Render the listing as a Markdown table with the columns Row and Listing line, starting at the line that contains "Locate the black" and continuing through the end of the listing, both included. Number each line in order and leave out blank lines.

Items
=-=-=-=-=

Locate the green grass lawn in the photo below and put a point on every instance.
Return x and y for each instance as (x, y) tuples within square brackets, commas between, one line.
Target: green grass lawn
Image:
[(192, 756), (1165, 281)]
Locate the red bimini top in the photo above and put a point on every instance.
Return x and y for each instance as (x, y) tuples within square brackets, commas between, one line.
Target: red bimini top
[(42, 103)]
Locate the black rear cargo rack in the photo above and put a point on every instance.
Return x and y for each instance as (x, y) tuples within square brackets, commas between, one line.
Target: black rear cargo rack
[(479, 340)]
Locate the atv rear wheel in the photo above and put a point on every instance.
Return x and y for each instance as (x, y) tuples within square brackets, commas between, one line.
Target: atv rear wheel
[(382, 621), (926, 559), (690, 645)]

=-=-=-=-=

Answer for the task
| Row | Listing line |
|---|---|
| 1 | Locate the black rear cargo rack in the photo above and put a point on every instance. |
| 2 | Return x and y for each instance as (x, y) tuples within square brackets, commas between, one line. |
| 3 | Target: black rear cargo rack |
| 4 | [(479, 340)] |
| 5 | Locate the atv rear wheel in the photo above and put a point on every instance. |
| 6 | Return x and y for each instance as (x, y) tuples within square brackets, commas between, one line. |
| 7 | Target: atv rear wheel |
| 8 | [(382, 621), (926, 559), (690, 645)] |